> **Objective**: Can you transcribe each of the lines below word for word, with nothing changed?

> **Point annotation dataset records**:

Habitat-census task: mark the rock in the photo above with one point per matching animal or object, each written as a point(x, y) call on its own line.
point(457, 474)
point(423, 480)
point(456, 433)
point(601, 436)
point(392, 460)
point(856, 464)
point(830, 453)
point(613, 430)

> **Result of this task**:
Habitat-census task: mark the rock in the photo above with one point per matching animal or object, each written as a point(x, y) call on its own line.
point(457, 474)
point(423, 480)
point(456, 433)
point(601, 436)
point(392, 460)
point(856, 464)
point(830, 453)
point(613, 430)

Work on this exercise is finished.